**Document segment**.

========================================

Some Helpful Tips for Working with Shy Kids and Selective Mutism Is your child shy at school? Many children, especially young ones, are resistant to talking at school or in certain social situations. In preschool classrooms, such as my daughter's, you typically see a few children who are shy in class. Their parents report that they talk all the time at home, but don't talk at school with their teachers or peers. Often, a child will "warm up" as the year progresses, especially when in a comfortable and nurturing setting. There are certain strategies that parents and teachers should know, however, when working with children who appear uncomfortable and shy in the school setting or during play activities with friends.
A child who remains silent in school and some social settings for a period of time may be given a diagnosis of selective mutism. Treatment requires a comprehensive approach of education of parents and school staff, a team approach to therapy (parents and teachers are involved in therapy), ceasing pressure on the child to talk, normalizing the child in social settings, play therapy within the school setting. (For more information on selective mutism, and/or a referral to a therapist in your area, check out www.asha.org) Regardless of how long your child has remained quiet at school, there are some helpful tips to know to encourage your child to grow more comfortable in social situations.

========================================

**Data for analysis**.
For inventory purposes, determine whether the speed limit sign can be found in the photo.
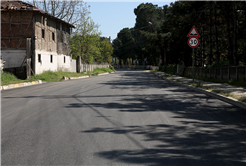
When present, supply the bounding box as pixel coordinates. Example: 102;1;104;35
188;37;199;48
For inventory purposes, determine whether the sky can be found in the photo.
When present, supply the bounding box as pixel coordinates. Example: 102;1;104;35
84;0;176;41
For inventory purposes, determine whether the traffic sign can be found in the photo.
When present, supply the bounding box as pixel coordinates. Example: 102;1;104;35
188;37;199;48
187;26;200;37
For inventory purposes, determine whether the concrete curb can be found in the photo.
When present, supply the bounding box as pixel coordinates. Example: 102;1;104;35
0;72;115;91
153;72;246;109
69;76;90;80
0;80;43;91
98;73;109;76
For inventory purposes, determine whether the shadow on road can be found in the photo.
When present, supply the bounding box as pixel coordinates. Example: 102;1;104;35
4;72;246;166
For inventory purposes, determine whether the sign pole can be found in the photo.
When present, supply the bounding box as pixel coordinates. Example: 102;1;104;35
192;48;195;82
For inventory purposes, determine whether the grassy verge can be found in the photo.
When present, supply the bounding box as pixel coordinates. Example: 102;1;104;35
0;68;114;86
170;77;246;103
182;75;246;88
155;71;246;103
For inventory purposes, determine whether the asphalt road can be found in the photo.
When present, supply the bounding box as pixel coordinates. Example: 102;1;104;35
0;70;246;166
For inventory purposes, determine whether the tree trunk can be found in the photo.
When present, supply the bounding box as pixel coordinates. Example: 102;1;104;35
214;1;220;63
209;0;212;65
232;0;238;66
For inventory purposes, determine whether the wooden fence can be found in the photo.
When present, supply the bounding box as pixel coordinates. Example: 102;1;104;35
184;66;246;80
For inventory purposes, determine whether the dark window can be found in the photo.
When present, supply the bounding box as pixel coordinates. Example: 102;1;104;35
43;16;45;25
38;54;41;63
52;32;55;41
42;29;44;38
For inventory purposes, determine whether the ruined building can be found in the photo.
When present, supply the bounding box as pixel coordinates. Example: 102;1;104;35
0;0;74;74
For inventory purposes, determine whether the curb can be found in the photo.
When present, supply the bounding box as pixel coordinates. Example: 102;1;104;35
98;73;109;76
0;80;43;91
0;72;115;91
153;73;246;109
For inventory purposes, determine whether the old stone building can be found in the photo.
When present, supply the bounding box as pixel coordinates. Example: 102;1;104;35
0;0;74;74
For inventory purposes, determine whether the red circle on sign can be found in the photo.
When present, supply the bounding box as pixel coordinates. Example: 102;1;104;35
188;37;199;48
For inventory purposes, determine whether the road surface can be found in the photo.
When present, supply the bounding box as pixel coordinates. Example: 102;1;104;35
0;70;246;166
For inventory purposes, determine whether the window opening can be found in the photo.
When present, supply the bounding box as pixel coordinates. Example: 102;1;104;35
38;54;41;63
52;32;55;41
42;29;44;38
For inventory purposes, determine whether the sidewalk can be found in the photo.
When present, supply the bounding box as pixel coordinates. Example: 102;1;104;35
154;71;246;109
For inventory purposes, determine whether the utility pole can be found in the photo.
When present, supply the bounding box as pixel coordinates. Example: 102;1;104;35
163;5;167;66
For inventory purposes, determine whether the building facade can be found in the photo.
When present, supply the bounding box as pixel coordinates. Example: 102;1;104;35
0;0;74;74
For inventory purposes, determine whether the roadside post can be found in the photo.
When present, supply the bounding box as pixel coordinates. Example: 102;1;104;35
187;26;200;82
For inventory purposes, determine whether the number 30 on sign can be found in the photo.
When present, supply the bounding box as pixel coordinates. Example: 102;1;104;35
188;37;199;48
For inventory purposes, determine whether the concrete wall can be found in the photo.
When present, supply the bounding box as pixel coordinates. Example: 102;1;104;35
0;50;26;68
70;59;77;72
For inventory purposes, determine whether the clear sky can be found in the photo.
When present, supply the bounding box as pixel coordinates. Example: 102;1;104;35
84;0;176;40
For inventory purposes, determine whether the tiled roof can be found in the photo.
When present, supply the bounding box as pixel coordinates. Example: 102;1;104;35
0;0;75;28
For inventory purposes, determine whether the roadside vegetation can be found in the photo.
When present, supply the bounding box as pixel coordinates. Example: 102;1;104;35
0;67;115;86
157;73;246;103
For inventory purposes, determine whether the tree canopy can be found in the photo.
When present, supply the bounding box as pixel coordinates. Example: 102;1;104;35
113;0;246;66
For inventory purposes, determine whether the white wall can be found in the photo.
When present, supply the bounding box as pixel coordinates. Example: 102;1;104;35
35;51;71;74
70;59;77;72
0;50;26;68
57;54;71;72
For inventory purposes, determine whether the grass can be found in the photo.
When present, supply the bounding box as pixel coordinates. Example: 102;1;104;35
182;75;246;88
161;74;246;103
0;68;114;86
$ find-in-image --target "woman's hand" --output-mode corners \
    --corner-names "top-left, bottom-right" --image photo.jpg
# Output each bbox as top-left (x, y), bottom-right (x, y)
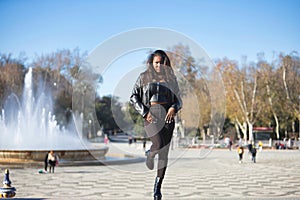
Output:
top-left (145, 112), bottom-right (153, 123)
top-left (165, 107), bottom-right (176, 123)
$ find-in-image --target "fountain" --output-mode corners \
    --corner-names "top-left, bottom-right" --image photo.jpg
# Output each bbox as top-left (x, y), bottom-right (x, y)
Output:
top-left (0, 68), bottom-right (108, 163)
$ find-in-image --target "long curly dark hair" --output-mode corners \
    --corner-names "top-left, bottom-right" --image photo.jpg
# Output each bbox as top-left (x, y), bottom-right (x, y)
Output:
top-left (144, 50), bottom-right (176, 83)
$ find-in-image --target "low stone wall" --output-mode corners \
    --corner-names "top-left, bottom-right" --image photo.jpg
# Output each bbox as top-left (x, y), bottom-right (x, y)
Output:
top-left (0, 147), bottom-right (108, 163)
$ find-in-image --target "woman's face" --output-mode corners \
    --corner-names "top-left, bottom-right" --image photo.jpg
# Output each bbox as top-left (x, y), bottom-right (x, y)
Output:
top-left (152, 56), bottom-right (162, 73)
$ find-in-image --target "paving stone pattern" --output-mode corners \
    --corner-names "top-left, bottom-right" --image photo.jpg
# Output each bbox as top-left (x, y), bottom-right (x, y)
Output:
top-left (1, 144), bottom-right (300, 200)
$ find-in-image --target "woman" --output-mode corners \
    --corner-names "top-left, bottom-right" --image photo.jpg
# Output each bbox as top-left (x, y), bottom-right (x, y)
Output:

========================================

**Required work**.
a - Decide whether each statement below agrees with the text on shy children and selective mutism, answering yes or no and quoting the words of the text that settle it. (i) Treatment for selective mutism includes no longer pressing the child to speak. (ii) Parents of the shy children in the preschool class say their children rarely talk at home. (iii) A shy child often becomes more comfortable as the school year goes on.
b - Continue the text on shy children and selective mutism from its last sentence.

**Expected responses**.
a -
(i) Yes: "ceasing pressure on the child to talk"
(ii) No: "Their parents report that they talk all the time at home"
(iii) Yes: "Often, a child will "warm up" as the year progresses"

b -
To begin with, we want our long-term goals for the child to be:
1) be comfortable at and enjoy school
2) communicate with teacher
3) communicate with peers
As parents and teachers, we must pull away any pressure that the child must talk. We can give them opportunities to raise their hand, point, and physically participate (hand out papers, place calendar markers, etc.) without requiring that they respond verbally. We want to make sure they are involved socially with other children. During circle time, they need to sit with the other children. During recess, they can be pulled into a ball game. At times, the child may need to be physically assisted to participate, but it is important they are not socially isolated (sitting by themselves, sitting at the back of the classroom, etc.) At no time should we comment about whether or not they are talking. As students become more involved physically and socially, they will often begin to verbalize and communicate just as they are at home.
As parents and teachers, we should not describe the child as "shy" or use words like "don't be afraid" or "it's ok to talk". Rather, we want the focus pulled away from whether or not they talk in class or answer their peers or adults verbally. First and foremost, we want them to feel comfortable in whatever setting they are in, and decreasing the verbal pressure is often one way to achieve that.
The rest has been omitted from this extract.